PROVIDED TEXT =
·····

I can't agree with your math here. A 100W PEP transmitter has a peak instantaneous power of nearly 200 Watts. Your math earlier proved this. PEP is the peak average power. If my peak average power is 100W, then the RMS voltage required to do this (in a 50 Ohm system) is nearly 71 volts. The the peak voltage would be around 100 volts. The peak instantaneous power would be 200 watts. A signal with a crest factor of 14.5 dB would produce an average power of around 7 watts. Good luck measuring that 100 volt peak or that 200 watt peak with an OFDM signal on any legacy test equipment. You will need some pretty fine stuff to measure the instantaneous peak. Look on the WEB for peak to average power discussions for OFDM signals and you will see what I mean. That is why traditionally in radio work the peak to average power ratio has always been peak average power to average power ratio. Crest factor was always derived from that kind of measurement in the past, until the advent of sophisticated DSP technology. Cool Edit Pro wasn't cheap either.

73,

Mark N5RFX

 

AG4YO:"My comments above were my predictive theory based on testing I did for digital voice a few years ago."

Was part of your charter analyzing whether digital voice and analog voice can co-exist?

73,

Mark N5RFX

 

You're right about the peak power. That's what I get for doing this off the top of my head. 1.414^2 is 2. So peak power would be 200watts

The average power of a signal with a 25:1 crest factor would actually be 8watts.

I don't think you need fancy equipment to measure the instantaneous peak. Since the instantaneous peak will occur when all tones are in phase, the maximum instantaneous peak will just be the sum of the voltages of all the tones. In fact, I could take an mt63 signal, monitor it on my old Heathkit monitor scope and just mark the highest points on the face with a grease pencil. I could then generate a CW signal at that same value, measure the RF voltage and know directly what the maximum instantaneous peak power is.

From there, knowing the *typical* crest factor for mt63 I can calculate an average power level. I emphasize *typical* because with this complex of a waveform,, the actual average power level is going to be at least somewhat dependent on what you are sending.

I would agree that it is going to be hard to actually measure peak and average power at the same time on the waveform. Actually determining the crest factor is going to require some fancy equipment.

However, *I* don't need to be able to do that to do tests if I use the typical crest factor that has already been determined. In fact, I don't even need to be able to actually measure average power. All I need to be able to measure is peak instantaneous power for either the mt63 signal or for the voice signal in order to make a pretty good determination of what the average power is for each.

If I am fully utilizing the 100w PEP transmitter, my average power output for a typical voice will be about 8 watts. An mt63 signal that is 6db below this will have an average power output of about 2 watts. With a peak to average crest factor of 12db, I would see peak powers in the range of 30watts. So I would expect to see peak RF voltages (assuming a 50ohm system) of about 100v. For the mt63 signal I would expect to see RF voltages of about 40v.

I've got an old Tempo 2020 transmitter I can hook up to a dummy load and transmit voice. If I can get a PC with a sound card to hook up to my 751a I can try sending an mt63 signal into a dummy load. Using the above voltage levels should give me a good basis to see just how much interference is generated by the mt63 signal.

The big question here is how many mt63 users turn their transmitters down to get a peak instantaneous power of 30watts and an average power output of 2 watts. If they don't do this they will interfere with qso's occuring in their own geographical area and will also interfere with qso's in other geographical areas.

·····

MATERIAL FOR THE TASK =
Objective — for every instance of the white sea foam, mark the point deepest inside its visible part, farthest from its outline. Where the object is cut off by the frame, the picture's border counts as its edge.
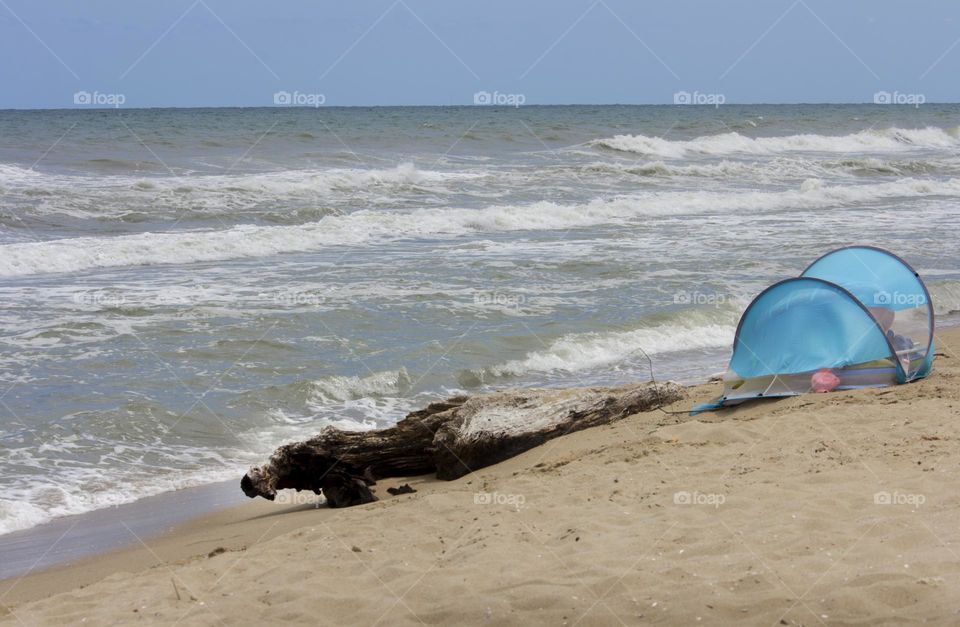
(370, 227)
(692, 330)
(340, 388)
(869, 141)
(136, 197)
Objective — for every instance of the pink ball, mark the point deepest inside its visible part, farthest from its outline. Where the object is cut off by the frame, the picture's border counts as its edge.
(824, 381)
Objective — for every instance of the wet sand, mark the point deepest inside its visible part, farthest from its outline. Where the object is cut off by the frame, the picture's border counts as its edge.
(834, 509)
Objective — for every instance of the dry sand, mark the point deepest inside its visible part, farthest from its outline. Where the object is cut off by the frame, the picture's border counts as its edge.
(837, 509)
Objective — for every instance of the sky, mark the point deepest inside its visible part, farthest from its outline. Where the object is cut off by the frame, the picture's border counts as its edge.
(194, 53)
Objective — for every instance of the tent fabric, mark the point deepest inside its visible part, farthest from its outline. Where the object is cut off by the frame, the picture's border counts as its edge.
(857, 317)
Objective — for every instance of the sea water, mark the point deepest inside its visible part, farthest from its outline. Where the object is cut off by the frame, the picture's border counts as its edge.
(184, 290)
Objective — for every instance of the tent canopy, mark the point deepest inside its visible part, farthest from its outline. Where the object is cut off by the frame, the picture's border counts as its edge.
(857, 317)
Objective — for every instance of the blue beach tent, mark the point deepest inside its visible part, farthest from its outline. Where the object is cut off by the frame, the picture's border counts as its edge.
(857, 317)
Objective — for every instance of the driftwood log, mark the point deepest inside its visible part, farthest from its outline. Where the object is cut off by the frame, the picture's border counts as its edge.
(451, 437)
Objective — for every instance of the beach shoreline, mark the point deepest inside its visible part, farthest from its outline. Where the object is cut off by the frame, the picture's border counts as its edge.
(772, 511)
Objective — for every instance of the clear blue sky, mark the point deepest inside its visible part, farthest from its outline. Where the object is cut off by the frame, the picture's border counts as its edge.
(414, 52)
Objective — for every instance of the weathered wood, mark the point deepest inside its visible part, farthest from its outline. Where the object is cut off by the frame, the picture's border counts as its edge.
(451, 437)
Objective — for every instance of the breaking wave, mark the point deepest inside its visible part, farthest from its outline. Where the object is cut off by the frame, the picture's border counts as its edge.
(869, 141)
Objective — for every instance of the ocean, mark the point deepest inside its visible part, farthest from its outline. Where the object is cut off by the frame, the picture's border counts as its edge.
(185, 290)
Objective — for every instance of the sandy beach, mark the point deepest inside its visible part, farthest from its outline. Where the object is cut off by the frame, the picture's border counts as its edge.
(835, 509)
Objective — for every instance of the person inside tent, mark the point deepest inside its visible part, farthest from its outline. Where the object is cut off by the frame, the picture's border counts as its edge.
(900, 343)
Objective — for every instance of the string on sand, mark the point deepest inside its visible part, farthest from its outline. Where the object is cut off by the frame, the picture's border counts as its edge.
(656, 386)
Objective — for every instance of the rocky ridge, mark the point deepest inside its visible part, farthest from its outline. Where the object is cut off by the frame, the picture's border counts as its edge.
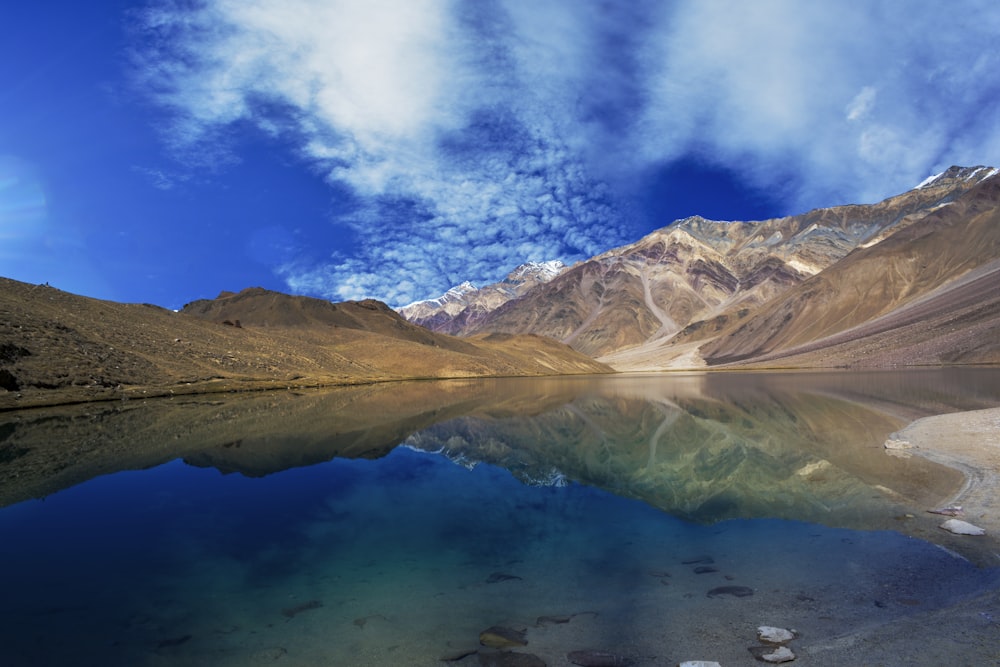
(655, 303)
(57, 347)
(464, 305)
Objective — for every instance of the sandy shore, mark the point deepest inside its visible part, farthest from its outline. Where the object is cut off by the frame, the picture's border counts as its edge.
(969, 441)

·····

STATED TASK 1 =
Please format everything in the records from the line containing "Objective — for every instance of the sandy shore, mark" down to the end of the records as a numbered list, leaving out blank lines.
STATED TASK 2 =
Resume the forum discussion on transmitter peak power and mt63 interference from the point where it stops.

REPLY 1 =
1. Objective — for every instance of the sandy shore, mark the point deepest inside its visible part, farthest from its outline. Where the object is cut off by the frame, the picture's border counts as its edge.
2. (969, 441)

REPLY 2 =
Do you have a feel for how many mt63 users run typically run their transmitters at this low of a level?

tim ab0wr

 

Tim,

Like I said good luck seeing those instantaneous peaks on your old Heathkit monitor scope. Believe me I have been down that road. I think you are better off measuring average power, it is much easier. I agree you will have no problem seeing those peaks with the voice signal, but MT63, no way.

As far as the MT63 signal and average power most operators set their power just below where the ALC kicks in. Set your RF power out wide open, and adjust your audio till you get some ALC action, then back it off so there is no ALC action. That will work fine. That is the way most operators of sound card modes operate their rigs. Run it with max ALC to see what happens. I think you will very surprised.

You have 3 bandwidth choices for MT63, 500 Hz, 1K and 2K. On 20M 1K is typically used with a long interleave, on 40 M 500 Hz is used with a short interleave. The base band tests I have been running have been using the 1K mode with long interleave.

I did run another baseband test with MT63. I generated two signals at the same power level and overlapped them by 750 Hz. That means that there was only 250 Hz of each signal that was unique. I have perfect copy on both signals. OFDM signals are pretty amazing.

73,

Mark N5RFX

 

Yes Mark it was. The answer is that today in Cellular, analog voice and digital voice (data signal) are kept segregated. They very much interfere with each other. Although the analog voice is FM, the frequency reuse plan causes havoc to digital and/or analog voice when they are not segregated.

Cellular on 850mhz is actually cleaner than HF is, so the interference would be greater in Amateur Radio. As an example, given a perfectly clear frequency and the ability of digital to decode weak signals, if an analog voice QSO came up out of range of both digital QSO parties on the same frequency, it would still inject bit error rates to digital. Likewise the digital QSO could appear slightly out of range of an analog voice QSO and appear as a raised noise floor on SSB perhaps interfereing with the QSO.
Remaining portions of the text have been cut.